*Teks Bacaan*
◇ ◇ ◇

Dengan kesadaran semacam itu harus pula diyakini bahwa siapa pun umat Islam, apalagi kader partai, yang berjihad di jalan Allah (mematuhi Al-Qur’an dan As-Sunnah) maka Allah akan selalu memberikan petunjuk kepadanya. Hal ini ditegaskan di dalam Al-Qur’an S. Al-Ankabut: 69 yang artinya: “Dan orang-orang yang berjihad untuk (mencari keridhaan) kami, benar- benar akan kami tunjukkan kepada mereka jalan-jalan kami. dan Sesungguhnya Allah benar-benar beserta orang-orang yang berbuat baik.”

Betapa urgennya berjihad ! Tentu, berjihad di sektor politik juga dapat mempermutu ketakwaan seorang muslim. Soal ini dapat disimak dalam Al-Qur’an S. Al-Maidah: 35 yang artinya : “Hai orang-orang yang beriman, bertakwalah kepada Allah dan carilah jalan yang mendekatkan diri kepada-Nya, dan berjihadlah pada jalan-Nya, supaya kamu mendapat keberuntungan”.

Kedua, bahwa beraktivitas di sektor politik adalah dalam rangka memperjuangkan terbentuknya pemerintahan yang baik. Apakah itu ? Pemerintahan yang baik, kata Umaruddin Masdar (1999: 134), ialah sekumpulan prinsip dan gagasan tentang keabsahan (legiti- masi), kewenangan (kompetensi) dan pertanggungjawaban (accountability) dari pemerintah, tentang penghormatan terhadap kewibawaan (supremasi) hukum dan perangkatnya dan hak asasi manusia, serta berbagai hal lainnya yang diharapkan oleh rakyat dari pemerintah yang melayani kepentingan khalayak.

◇ ◇ ◇

Kutipan dari kumpulan data
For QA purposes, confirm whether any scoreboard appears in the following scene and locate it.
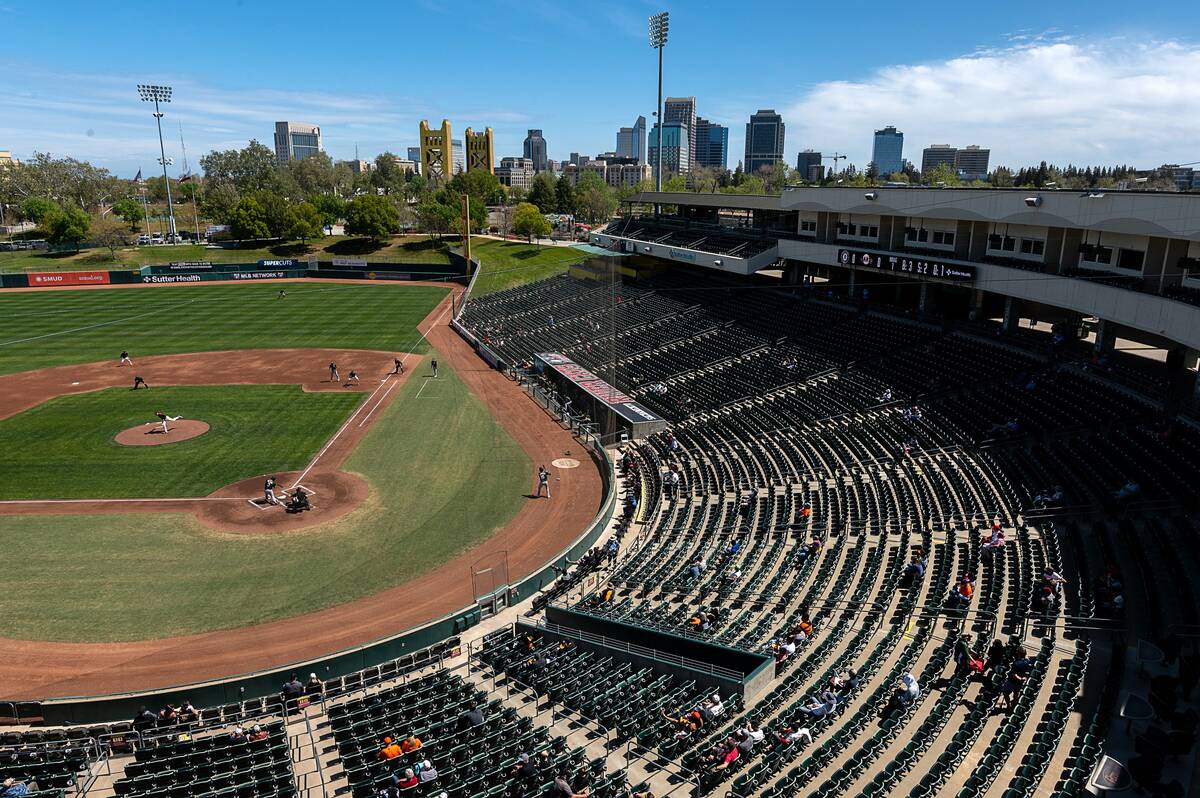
[838,250,978,283]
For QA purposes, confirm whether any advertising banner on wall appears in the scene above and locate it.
[29,271,108,286]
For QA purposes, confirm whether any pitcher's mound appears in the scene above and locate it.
[113,419,209,446]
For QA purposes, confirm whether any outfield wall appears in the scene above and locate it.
[0,252,470,288]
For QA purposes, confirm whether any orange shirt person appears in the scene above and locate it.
[379,737,403,760]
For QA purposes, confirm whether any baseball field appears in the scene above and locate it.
[0,281,599,672]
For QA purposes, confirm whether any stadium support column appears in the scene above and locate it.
[1092,319,1116,355]
[1002,296,1021,334]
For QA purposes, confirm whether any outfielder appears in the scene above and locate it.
[151,410,184,434]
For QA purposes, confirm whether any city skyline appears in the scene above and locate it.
[0,0,1200,175]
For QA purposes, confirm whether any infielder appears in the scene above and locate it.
[151,410,184,434]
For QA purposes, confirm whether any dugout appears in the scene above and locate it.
[535,605,775,702]
[533,352,667,444]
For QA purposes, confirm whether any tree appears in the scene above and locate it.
[20,197,59,226]
[113,198,146,230]
[200,139,277,194]
[91,218,130,262]
[346,194,400,241]
[575,172,617,224]
[229,197,271,241]
[512,203,552,241]
[526,172,557,214]
[416,194,458,239]
[283,203,325,242]
[308,194,346,224]
[40,205,91,248]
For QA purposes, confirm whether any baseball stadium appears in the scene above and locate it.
[0,186,1200,798]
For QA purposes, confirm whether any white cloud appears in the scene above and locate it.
[781,40,1200,168]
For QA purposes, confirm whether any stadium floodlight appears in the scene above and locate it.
[138,83,179,244]
[650,11,671,191]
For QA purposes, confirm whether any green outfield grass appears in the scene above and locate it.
[0,234,450,272]
[0,385,364,499]
[470,239,592,296]
[0,282,449,374]
[0,350,530,642]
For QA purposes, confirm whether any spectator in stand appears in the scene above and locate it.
[983,640,1008,673]
[775,726,812,745]
[133,707,158,732]
[391,768,420,790]
[950,574,974,608]
[457,704,484,731]
[1112,479,1141,500]
[376,737,404,760]
[895,673,920,707]
[304,673,325,696]
[0,776,37,798]
[179,698,200,724]
[800,690,838,718]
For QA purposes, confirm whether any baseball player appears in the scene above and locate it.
[151,410,184,434]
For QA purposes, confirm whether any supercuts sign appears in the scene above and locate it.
[838,250,977,283]
[535,352,662,422]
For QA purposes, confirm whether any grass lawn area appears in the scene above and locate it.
[470,239,592,296]
[0,385,365,499]
[0,352,530,642]
[0,282,449,374]
[0,235,457,271]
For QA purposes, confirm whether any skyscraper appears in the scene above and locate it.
[646,122,691,182]
[743,108,784,174]
[916,144,959,174]
[796,150,824,182]
[871,125,904,176]
[523,130,546,172]
[954,144,991,180]
[275,122,322,163]
[617,116,646,163]
[662,97,696,172]
[692,116,730,170]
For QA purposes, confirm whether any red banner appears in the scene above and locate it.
[29,271,108,286]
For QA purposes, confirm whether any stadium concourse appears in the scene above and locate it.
[0,261,1200,798]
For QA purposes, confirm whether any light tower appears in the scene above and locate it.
[138,83,178,244]
[650,11,670,191]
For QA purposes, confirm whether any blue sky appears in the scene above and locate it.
[0,0,1200,175]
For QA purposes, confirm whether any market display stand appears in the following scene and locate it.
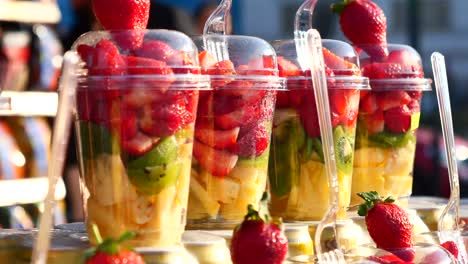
[0,0,66,209]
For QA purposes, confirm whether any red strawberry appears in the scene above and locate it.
[322,48,361,75]
[77,39,125,75]
[357,191,414,261]
[134,40,175,62]
[193,140,239,177]
[375,90,411,111]
[230,193,288,264]
[277,56,301,77]
[195,126,239,149]
[359,93,378,113]
[384,105,411,134]
[85,225,145,264]
[440,241,458,258]
[365,110,385,134]
[122,133,158,156]
[92,0,150,50]
[332,0,388,60]
[362,62,424,79]
[231,122,270,157]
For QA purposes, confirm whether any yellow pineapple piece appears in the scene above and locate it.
[351,166,386,205]
[206,176,240,204]
[354,147,389,168]
[189,177,219,218]
[85,154,136,206]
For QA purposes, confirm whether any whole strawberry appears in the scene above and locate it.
[332,0,388,60]
[92,0,150,50]
[85,225,145,264]
[358,191,414,261]
[230,193,288,264]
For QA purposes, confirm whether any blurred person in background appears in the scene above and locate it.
[58,0,196,222]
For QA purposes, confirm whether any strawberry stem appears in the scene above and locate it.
[357,191,395,216]
[91,224,102,244]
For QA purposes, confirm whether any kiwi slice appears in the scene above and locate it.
[127,136,181,195]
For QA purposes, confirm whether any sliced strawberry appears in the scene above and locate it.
[82,39,125,75]
[198,50,216,69]
[328,89,348,115]
[277,56,301,77]
[139,101,195,137]
[193,140,239,177]
[134,40,175,62]
[359,93,379,113]
[384,105,411,133]
[230,122,270,157]
[299,95,320,138]
[166,51,201,74]
[322,48,361,75]
[91,0,150,50]
[207,60,236,88]
[365,110,385,134]
[276,91,289,108]
[408,99,421,114]
[375,90,411,111]
[195,127,239,149]
[215,105,262,129]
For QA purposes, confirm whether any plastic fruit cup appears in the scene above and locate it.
[268,40,369,221]
[73,30,209,247]
[188,36,284,229]
[352,44,431,204]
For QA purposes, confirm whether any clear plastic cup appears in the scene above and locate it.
[187,35,284,229]
[268,39,368,221]
[352,44,431,205]
[73,30,209,247]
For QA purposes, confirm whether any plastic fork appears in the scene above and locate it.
[306,29,344,263]
[431,52,468,263]
[203,0,232,61]
[31,51,79,264]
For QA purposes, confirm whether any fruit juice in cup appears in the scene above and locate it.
[73,30,209,247]
[268,40,368,221]
[352,44,431,204]
[188,35,284,229]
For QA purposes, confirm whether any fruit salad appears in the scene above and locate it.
[74,30,209,246]
[188,36,282,229]
[332,0,430,204]
[352,44,429,202]
[268,40,366,221]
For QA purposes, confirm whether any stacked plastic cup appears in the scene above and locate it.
[352,44,431,204]
[73,30,209,247]
[188,35,284,229]
[268,40,368,221]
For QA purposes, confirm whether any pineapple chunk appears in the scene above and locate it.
[206,176,240,204]
[354,148,388,167]
[351,166,386,205]
[189,177,219,218]
[85,154,136,206]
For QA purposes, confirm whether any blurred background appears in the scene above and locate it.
[0,0,468,226]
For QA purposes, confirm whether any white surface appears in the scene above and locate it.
[0,92,58,116]
[0,0,60,24]
[0,177,66,206]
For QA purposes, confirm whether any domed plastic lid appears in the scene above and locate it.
[357,44,432,91]
[273,39,369,90]
[72,30,209,88]
[194,35,284,90]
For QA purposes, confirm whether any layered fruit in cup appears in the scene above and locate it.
[73,30,209,246]
[188,36,284,229]
[352,44,431,204]
[268,40,368,221]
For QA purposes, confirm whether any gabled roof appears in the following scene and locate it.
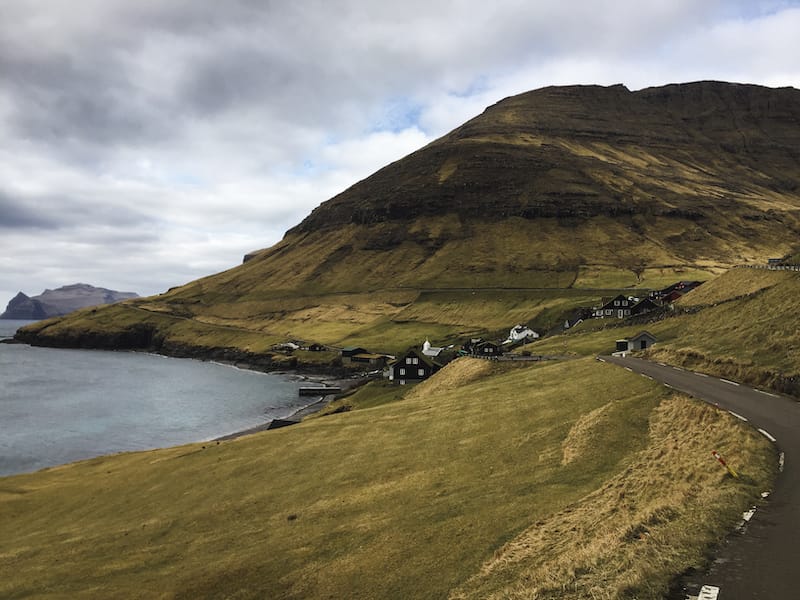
[389,348,443,369]
[630,331,658,341]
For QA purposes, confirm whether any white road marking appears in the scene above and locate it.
[758,427,778,442]
[697,585,719,600]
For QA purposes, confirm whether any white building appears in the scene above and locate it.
[422,340,444,358]
[503,325,539,344]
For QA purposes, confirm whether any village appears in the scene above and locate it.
[273,281,702,385]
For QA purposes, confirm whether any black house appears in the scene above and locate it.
[389,348,442,385]
[631,298,661,316]
[472,342,503,358]
[594,294,635,319]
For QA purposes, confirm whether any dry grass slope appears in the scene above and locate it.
[450,396,780,600]
[0,360,774,599]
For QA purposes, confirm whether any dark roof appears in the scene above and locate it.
[630,331,658,340]
[389,348,443,369]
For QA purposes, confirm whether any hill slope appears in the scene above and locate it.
[15,82,800,352]
[0,359,777,600]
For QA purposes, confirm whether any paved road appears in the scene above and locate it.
[602,356,800,600]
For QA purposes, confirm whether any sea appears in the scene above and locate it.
[0,320,313,476]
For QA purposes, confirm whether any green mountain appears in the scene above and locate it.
[15,82,800,355]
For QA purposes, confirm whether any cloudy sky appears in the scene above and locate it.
[0,0,800,310]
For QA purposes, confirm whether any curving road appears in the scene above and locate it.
[598,356,800,600]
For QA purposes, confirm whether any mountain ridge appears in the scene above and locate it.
[0,283,139,320]
[12,82,800,355]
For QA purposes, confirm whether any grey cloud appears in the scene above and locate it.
[0,190,58,229]
[0,190,155,230]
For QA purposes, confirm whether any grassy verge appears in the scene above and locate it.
[0,359,774,599]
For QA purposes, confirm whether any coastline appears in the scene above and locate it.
[209,373,365,442]
[0,342,368,478]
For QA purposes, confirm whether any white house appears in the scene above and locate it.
[422,340,444,358]
[503,325,539,344]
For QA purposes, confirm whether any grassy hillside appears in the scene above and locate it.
[527,268,800,397]
[0,359,775,599]
[14,82,800,362]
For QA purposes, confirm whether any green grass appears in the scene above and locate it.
[306,379,414,419]
[0,360,776,598]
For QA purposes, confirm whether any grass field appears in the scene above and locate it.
[0,359,774,599]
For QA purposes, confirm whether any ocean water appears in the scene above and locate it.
[0,320,313,476]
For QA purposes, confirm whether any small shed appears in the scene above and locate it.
[473,342,503,358]
[617,331,658,352]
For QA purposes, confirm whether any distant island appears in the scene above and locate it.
[0,283,139,320]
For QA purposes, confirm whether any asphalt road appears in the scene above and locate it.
[601,356,800,600]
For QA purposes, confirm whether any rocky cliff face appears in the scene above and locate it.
[0,283,139,320]
[0,292,47,321]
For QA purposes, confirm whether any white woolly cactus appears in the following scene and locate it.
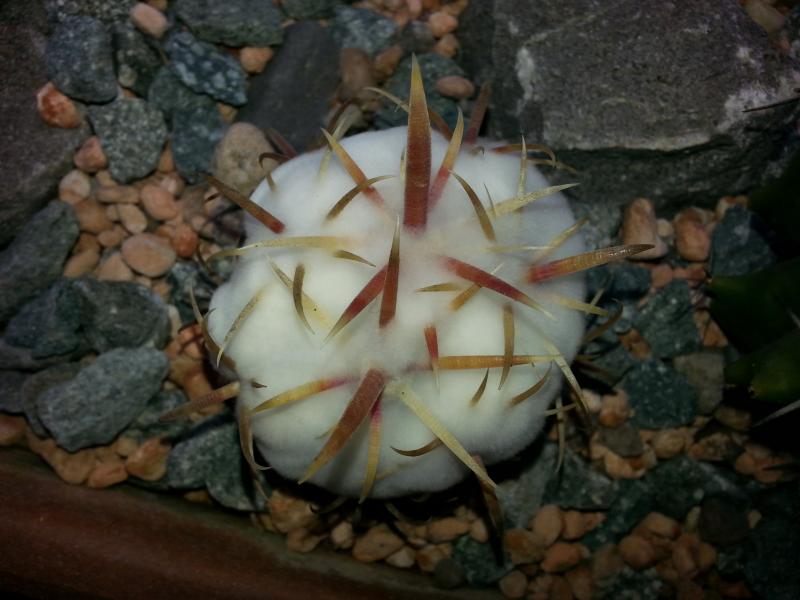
[195,61,644,499]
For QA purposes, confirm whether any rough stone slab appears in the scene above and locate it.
[458,0,800,208]
[0,202,78,323]
[236,21,339,150]
[0,2,89,248]
[36,348,169,452]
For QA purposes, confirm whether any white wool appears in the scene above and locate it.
[209,127,585,497]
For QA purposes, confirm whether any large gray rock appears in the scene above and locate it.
[89,98,167,183]
[0,2,89,247]
[174,0,283,47]
[459,0,798,207]
[236,21,339,150]
[0,202,79,323]
[5,277,169,358]
[47,17,117,102]
[36,348,169,452]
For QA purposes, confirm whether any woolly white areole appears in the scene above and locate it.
[208,120,585,497]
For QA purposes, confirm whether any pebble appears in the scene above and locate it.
[339,48,376,100]
[125,437,170,481]
[131,2,169,39]
[618,535,661,571]
[415,544,447,573]
[674,208,711,261]
[428,11,458,39]
[433,33,461,58]
[64,248,100,277]
[621,198,668,260]
[373,44,405,79]
[469,519,489,543]
[97,184,139,204]
[239,46,275,75]
[211,123,278,195]
[115,204,147,234]
[267,490,318,533]
[386,546,417,569]
[353,523,404,562]
[96,252,133,281]
[36,82,82,129]
[170,223,199,258]
[650,429,686,460]
[540,542,589,573]
[503,529,543,565]
[73,199,114,233]
[72,135,108,173]
[286,528,326,553]
[86,454,128,488]
[497,570,528,598]
[597,389,631,427]
[435,75,475,100]
[529,504,564,548]
[0,413,28,447]
[122,233,176,277]
[331,521,355,550]
[97,225,127,248]
[426,517,469,544]
[58,169,92,205]
[141,183,180,221]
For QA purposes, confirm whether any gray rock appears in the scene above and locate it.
[5,279,89,358]
[0,2,89,248]
[147,67,215,122]
[20,363,81,437]
[497,444,557,528]
[581,455,743,549]
[331,6,397,56]
[5,278,169,358]
[236,21,339,150]
[47,17,117,102]
[744,510,800,600]
[174,0,283,47]
[172,105,225,183]
[36,348,169,452]
[89,98,167,183]
[375,54,464,128]
[166,412,263,510]
[112,23,161,97]
[587,342,637,386]
[458,0,799,208]
[397,21,436,54]
[592,565,667,600]
[710,206,775,277]
[450,535,514,587]
[621,359,697,429]
[672,351,725,415]
[598,423,644,458]
[281,0,339,19]
[164,31,247,106]
[0,371,28,414]
[42,0,136,25]
[125,390,193,442]
[697,496,750,546]
[0,202,79,323]
[72,277,170,352]
[633,279,702,358]
[544,448,619,510]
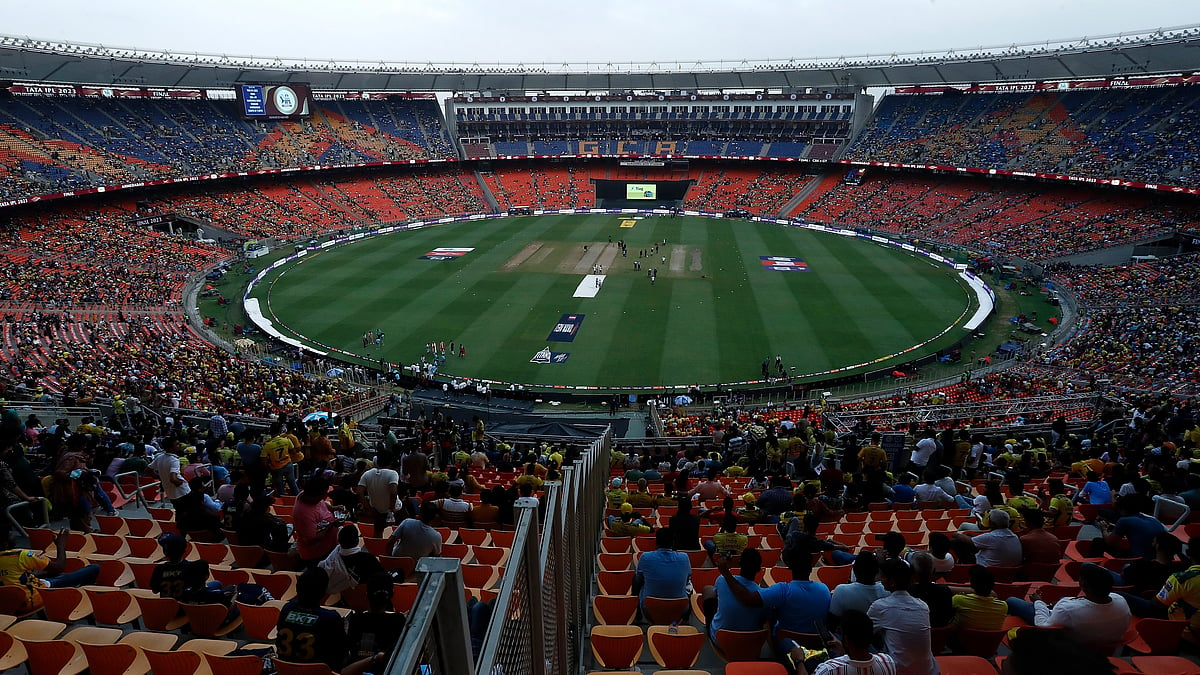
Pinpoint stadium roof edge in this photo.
[0,24,1200,91]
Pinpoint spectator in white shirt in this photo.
[955,508,1024,567]
[866,558,941,675]
[1006,563,1132,646]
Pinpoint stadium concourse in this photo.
[0,74,1200,675]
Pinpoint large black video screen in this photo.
[235,84,313,120]
[595,179,691,201]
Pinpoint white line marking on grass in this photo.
[572,274,607,298]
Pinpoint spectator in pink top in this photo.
[292,476,340,567]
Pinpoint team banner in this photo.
[529,347,571,363]
[546,313,583,342]
[758,256,809,271]
[420,249,474,261]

◇ ◇ ◇

*Tugas A*
Ringkaslah teks bacaan dalam dua kalimat.
*Tugas B*
Menurut teks bacaan, ayat Al-Qur'an mana yang menegaskan bahwa orang yang berjihad akan ditunjukkan jalan-jalan Allah?
Baris-baris data di atas tidak diperlukan.

*Jawaban A*
Umat Islam, terutama kader partai, yang berjihad di jalan Allah akan selalu diberi petunjuk, dan berjihad di sektor politik juga dapat meningkatkan mutu ketakwaan seorang muslim, sebagaimana dirujuk pada S. Al-Ankabut: 69 dan S. Al-Maidah: 35. Beraktivitas di sektor politik juga bertujuan memperjuangkan pemerintahan yang baik, yang menurut Umaruddin Masdar adalah sekumpulan prinsip dan gagasan tentang keabsahan, kewenangan, dan pertanggungjawaban pemerintah, penghormatan terhadap supremasi hukum dan hak asasi manusia, serta hal lain yang diharapkan rakyat dari pemerintah.

*Jawaban B*
S. Al-Ankabut: 69.